Dining Out 2 minutes 08 September 2025

Toronto Film Festival Dining: Where Michelin Dining Meets Red Carpet Glamour

Where to eat pre- or post-screening.

September in Toronto is red carpets and restless agents, standing ovations and standing dinners. The city, already a magnet for cosmopolitan bustle, finds itself playing host not just to premieres but to the precise choreography of who’s eating where. Toronto International Film Festival (TIFF) may be the draw, but the restaurants—dotted with MICHELIN Stars—become the real backstage, where the festival’s subplots unfold over uni, duck confit, or whatever tasting-menu sleight of hand the chef has planned that night.

Toronto’s MICHELIN Guide is still young, but it’s already decisive. Here are the places that matter: rooms where the lighting flatters, the pacing never falters, and the food manages to be both memorably constructed and easy to eat between anecdotes. Think of them as the city’s supporting cast—without which TIFF wouldn’t feel quite as polished.

**DATA**:
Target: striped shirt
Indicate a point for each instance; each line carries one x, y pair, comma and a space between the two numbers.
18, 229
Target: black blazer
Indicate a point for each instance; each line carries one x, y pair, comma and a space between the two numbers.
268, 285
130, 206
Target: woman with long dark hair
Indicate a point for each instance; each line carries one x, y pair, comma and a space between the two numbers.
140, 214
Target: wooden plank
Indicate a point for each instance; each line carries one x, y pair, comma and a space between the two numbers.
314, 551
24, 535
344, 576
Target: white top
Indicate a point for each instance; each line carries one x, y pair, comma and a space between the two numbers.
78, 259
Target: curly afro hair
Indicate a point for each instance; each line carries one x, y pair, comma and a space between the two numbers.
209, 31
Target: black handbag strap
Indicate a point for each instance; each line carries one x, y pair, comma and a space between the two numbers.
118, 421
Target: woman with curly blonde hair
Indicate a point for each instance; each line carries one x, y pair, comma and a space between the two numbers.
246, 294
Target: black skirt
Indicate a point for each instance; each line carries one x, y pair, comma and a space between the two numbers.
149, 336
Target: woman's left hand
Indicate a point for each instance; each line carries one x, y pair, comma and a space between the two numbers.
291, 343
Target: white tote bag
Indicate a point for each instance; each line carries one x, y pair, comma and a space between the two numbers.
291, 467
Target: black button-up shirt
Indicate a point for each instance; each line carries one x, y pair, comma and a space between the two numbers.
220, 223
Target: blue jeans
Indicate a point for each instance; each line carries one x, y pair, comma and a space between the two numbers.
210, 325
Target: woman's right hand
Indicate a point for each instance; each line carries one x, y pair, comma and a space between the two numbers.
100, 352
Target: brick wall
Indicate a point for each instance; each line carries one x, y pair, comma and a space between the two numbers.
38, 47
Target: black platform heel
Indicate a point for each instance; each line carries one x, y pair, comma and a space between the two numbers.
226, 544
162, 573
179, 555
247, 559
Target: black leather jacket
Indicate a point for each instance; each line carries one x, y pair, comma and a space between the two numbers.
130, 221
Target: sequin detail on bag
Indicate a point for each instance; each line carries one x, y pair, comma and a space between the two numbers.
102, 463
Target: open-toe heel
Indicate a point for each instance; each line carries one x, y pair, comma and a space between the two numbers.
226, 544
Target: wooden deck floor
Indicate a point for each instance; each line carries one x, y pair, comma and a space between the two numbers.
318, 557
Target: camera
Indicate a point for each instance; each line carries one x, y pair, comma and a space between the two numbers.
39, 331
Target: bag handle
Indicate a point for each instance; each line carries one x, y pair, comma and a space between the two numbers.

**PARTS OF THE EXERCISE**:
a) Rewrite the passage of the Toronto festival dining article starting with "Dining Out 2" and going on through "planned that night.", swapping "duck confit" for "roast chicken".
b) How many lines in the rows contain the string "white"? Case counts, and the reply should be the number alone.

**ANSWERS FOR THE TASKS**:
a)
Dining Out 2 minutes 08 September 2025

Toronto Film Festival Dining: Where Michelin Dining Meets Red Carpet Glamour

Where to eat pre- or post-screening.

September in Toronto is red carpets and restless agents, standing ovations and standing dinners. The city, already a magnet for cosmopolitan bustle, finds itself playing host not just to premieres but to the precise choreography of who’s eating where. Toronto International Film Festival (TIFF) may be the draw, but the restaurants—dotted with MICHELIN Stars—become the real backstage, where the festival’s subplots unfold over uni, roast chicken, or whatever tasting-menu sleight of hand the chef has planned that night.

b) 2